**TRECHO DA PÁGINA**.
○ ○ ○ ○
Outros indicadores devem ser analisados ao traçar um panorama geral da economia
Muita
discussão tem ocorrido em virtude do baixo crescimento do produto interno bruto
(PIB) do Brasil em 2019. Há uma percepção generalizada de que esse indicador
encerra todo o quadro econômico, o que está incorreto – voltarei a isso daqui a
pouco. Igualmente inadequado e simplista é tomar esse índice como uma
aproximação da qualidade de vida do brasileiro.
Pela sua
definição, o PIB é o valor total da produção de bens e serviços finais em
determinado período – dado o contexto aqui, estamos considerando o ano de 2019.
○ ○ ○ ○
**RELAÇÃO DE REGISTROS**.
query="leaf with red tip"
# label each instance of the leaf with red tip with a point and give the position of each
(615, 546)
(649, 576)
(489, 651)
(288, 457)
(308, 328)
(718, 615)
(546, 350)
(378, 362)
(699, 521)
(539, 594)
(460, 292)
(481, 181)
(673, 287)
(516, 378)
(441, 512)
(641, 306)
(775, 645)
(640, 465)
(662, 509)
○ ○ ○ ○
**ENUNCIADOS**.
A: De acordo com o texto sobre o PIB do Brasil, qual é a definição de produto interno bruto?
B: Prossiga o texto sobre o PIB brasileiro de 2019 a partir da última frase apresentada.

**RESULTADOS**.
A: É o valor total da produção de bens e serviços finais em determinado período.

B:
A expansão da produção de 1,1% nesse período nos diz pouco ou quase nada sobre
o padrão de vida. Para analisar determinado padrão de vida, um indicador mais
aconselhável é o PIB per capita, aquele que divide o nível da produção total
pelo número de indivíduos. Por meio desse indicador, veremos que, embora a
China seja a segunda maior economia do mundo, ela se torna apenas a 75ª
economia mais rica (16 mil dólares por pessoa), enquanto os EUA, por sua vez,
ocupam a 12ª posição (56 mil dólares per capita) – por curiosidade, o Brasil é
o 84° mais rico do mundo, com 14 mil dólares por habitante (utilizei o PIB per
capita em paridade de poder de compra a preços reais). Como se vê, a conversa
de que a China ultrapassará os EUA é muito discutível dependendo do indicador
utilizado.
Caso o
interesse seja o de avaliar o quadro econômico, devemos considerar não somente
a taxa de crescimento do PIB, como também os preços domésticos, a taxa de
inflação. Por meio dessa taxa, temos uma visão a respeito do custo de vida, se
este está crescendo ou decrescendo, e em qual velocidade. É salutar considerar,
além da inflação, as contas externas, usando, por exemplo, a conta corrente do
balanço de pagamentos, e as contas fiscais, sendo o resultado nominal do
governo um bom indicador para essa tarefa. A conta corrente mostra a diferença
de bens e serviços exportados com os importados e o recebimento ou o pagamento
de renda proveniente do exterior (remessa de lucros é incluída nessa rubrica).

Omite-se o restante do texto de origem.